- Theatrical release poster
- Directed by: João Jardim
- Written by: George Moura
- Produced by: Carla Camurati
- Starring: Alexandre Borges Tony Ramos Leonardo Medeiros Fernando Luís Drica Moraes
- Cinematography: Walter Carvalho
- Edited by: Pedro Bronz
- Music by: Federico Jusid
- Production companies: Globo Filmes Copacabana Filmes Fogo Azul Filmes Midas Filmes
- Distributed by: Europa Filmes (Brazil)
- Release date: 1 May 2014;
- Running time: 100 minutes
- Country: Brazil
- Language: Portuguese
- Box office: $2,868,827

= Getúlio (film) =

2014 film directed by João Jardim

Getúlio is a 2014 Brazilian biographical drama film directed by João Jardim and written by George Moura, starring Tony Ramos as Brazilian president Getúlio Vargas, based on the final moments of the crisis that led to the death of the then president, during the 19 days before the August 24, 1954.

The film was released in Brazil on May 1, 2014, coinciding with the Workers' Day official holiday – in reference to the labor policies implemented by Getúlio.

==Plot==
The plot begins in August 1954, after the attempted murder of Carlos Lacerda (Alexandre Borges), owner of the opposition newspaper, then, president Getúlio has to confront with the increasing instability of his government, in addition to the charges of ordering the murder of his political enemy.

==Cast==

- Tony Ramos as Getúlio Vargas
- Drica Moraes as Alzira Vargas
- Alexandre Borges as Carlos Lacerda
- Leonardo Medeiros as General Caiado
- Fernando Luís as Benjamim Vargas
- Daniel Dantas as Afonso Arinos de Melo Franco
- Murilo Elbas as João Zaratimi
- Sílvio Matos as General Carneiro de Menezes
- José Raposo as Nero Moura
- Adriano Garib as General Genóbio da Costa
- Thiago Justino as Gregório Fortunato
- Luciano Chirolli as General Tavares
- Marcelo Médici as Lutero Vargas
- Clarisse Abujamra as Darcy Vargas

==Production==
===Development===
With experience in documentary films, the director João Jardim has gathered an extensive material research, including films and rare books, documents and biographies of contemporary politicians, as well as notes of Alzira Vargas, Getúlio's daughter. "This allowed a deep dive on the contradictory figure of the political leader, and nationalist dictator," praises Tony Ramos.

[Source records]
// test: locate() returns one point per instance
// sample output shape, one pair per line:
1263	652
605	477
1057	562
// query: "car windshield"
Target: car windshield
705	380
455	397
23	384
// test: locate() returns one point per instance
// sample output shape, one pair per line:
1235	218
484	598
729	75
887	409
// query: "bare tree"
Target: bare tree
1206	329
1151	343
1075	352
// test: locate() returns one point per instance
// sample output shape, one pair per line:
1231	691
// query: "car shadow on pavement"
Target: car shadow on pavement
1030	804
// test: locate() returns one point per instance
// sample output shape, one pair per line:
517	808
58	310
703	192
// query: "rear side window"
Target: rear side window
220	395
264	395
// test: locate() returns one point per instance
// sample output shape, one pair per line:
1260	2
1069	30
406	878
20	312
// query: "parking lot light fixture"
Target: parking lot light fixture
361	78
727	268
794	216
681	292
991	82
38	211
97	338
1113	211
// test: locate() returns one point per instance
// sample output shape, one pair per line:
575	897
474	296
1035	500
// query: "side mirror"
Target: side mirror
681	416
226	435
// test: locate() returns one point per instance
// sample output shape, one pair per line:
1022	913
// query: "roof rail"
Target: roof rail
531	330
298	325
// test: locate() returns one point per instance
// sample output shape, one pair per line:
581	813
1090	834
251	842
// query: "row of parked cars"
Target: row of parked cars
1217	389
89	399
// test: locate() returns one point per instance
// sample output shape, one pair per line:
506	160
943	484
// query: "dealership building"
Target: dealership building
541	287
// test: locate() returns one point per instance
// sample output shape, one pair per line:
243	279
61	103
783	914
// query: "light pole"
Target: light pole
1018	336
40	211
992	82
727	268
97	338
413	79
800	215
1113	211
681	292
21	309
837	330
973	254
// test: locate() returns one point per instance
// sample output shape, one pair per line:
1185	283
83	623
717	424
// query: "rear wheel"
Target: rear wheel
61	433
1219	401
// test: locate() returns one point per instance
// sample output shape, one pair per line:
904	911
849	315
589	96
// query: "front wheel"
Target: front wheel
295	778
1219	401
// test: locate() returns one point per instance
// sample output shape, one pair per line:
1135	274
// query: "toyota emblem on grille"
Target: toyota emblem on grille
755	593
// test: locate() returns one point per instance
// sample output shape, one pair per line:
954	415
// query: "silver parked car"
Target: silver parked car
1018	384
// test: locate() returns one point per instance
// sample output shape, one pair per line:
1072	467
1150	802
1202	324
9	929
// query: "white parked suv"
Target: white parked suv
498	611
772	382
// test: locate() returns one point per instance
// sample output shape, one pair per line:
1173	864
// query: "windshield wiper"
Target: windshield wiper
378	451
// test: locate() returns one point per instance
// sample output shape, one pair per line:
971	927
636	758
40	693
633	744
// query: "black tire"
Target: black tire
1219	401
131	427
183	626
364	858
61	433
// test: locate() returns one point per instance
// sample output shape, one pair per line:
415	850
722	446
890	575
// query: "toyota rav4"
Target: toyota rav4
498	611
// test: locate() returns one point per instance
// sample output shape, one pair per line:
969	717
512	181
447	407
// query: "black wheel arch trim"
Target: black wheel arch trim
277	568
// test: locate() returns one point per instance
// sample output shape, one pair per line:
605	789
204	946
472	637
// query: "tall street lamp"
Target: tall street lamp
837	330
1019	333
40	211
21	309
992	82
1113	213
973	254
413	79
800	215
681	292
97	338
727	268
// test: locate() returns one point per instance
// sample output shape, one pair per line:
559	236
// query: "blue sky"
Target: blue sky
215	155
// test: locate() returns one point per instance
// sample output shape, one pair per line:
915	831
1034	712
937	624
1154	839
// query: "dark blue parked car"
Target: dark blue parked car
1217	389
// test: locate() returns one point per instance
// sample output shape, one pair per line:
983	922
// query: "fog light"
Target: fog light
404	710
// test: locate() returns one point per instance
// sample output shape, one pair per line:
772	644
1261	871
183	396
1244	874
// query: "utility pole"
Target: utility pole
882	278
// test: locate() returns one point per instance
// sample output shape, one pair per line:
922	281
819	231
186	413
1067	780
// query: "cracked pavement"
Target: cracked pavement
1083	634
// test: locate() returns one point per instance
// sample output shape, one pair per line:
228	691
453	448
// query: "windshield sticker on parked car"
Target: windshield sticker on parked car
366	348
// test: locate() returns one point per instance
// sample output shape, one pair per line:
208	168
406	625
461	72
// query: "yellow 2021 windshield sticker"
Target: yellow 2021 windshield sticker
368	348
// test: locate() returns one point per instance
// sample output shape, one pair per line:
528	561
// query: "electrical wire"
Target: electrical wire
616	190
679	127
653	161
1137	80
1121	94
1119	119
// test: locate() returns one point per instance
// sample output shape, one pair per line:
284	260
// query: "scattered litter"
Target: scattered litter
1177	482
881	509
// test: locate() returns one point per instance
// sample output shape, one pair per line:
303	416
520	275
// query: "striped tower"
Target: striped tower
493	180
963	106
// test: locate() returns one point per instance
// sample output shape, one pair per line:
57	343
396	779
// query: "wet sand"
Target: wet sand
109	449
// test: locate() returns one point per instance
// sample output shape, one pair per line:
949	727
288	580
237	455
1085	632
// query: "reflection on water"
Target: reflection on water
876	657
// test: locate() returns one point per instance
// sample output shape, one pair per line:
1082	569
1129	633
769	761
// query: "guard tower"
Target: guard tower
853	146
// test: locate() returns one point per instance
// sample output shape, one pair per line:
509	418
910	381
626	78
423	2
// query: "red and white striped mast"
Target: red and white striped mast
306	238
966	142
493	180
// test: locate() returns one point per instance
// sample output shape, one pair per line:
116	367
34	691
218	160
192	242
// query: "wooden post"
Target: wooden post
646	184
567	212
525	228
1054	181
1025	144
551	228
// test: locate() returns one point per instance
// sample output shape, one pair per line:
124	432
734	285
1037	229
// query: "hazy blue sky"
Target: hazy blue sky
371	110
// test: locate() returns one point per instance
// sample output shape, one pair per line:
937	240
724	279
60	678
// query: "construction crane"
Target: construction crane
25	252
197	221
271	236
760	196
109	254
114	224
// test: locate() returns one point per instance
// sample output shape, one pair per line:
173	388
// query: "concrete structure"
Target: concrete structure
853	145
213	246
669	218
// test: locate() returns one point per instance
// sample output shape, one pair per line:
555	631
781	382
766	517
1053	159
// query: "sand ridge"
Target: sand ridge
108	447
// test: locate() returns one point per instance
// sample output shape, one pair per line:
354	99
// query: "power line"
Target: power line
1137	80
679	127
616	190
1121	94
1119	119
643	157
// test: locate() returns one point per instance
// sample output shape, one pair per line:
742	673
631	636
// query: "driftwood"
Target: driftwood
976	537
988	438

**REQUIRED ACTION 1**
Can you condense the paragraph in the article on the film Getúlio that begins "Getúlio is a 2014 Brazilian biographical drama film" into a short bulleted list that keeps its main facts?
**REQUIRED ACTION 2**
According to the article on the film Getúlio, which official holiday did the film's release in Brazil coincide with?

**ANSWER SPACE 1**
- 2014 Brazilian biographical drama film
- Directed by João Jardim, written by George Moura
- Tony Ramos stars as Brazilian president Getúlio Vargas
- Based on the final moments of the crisis that led to the president's death, during the 19 days before August 24, 1954

**ANSWER SPACE 2**
Workers' Day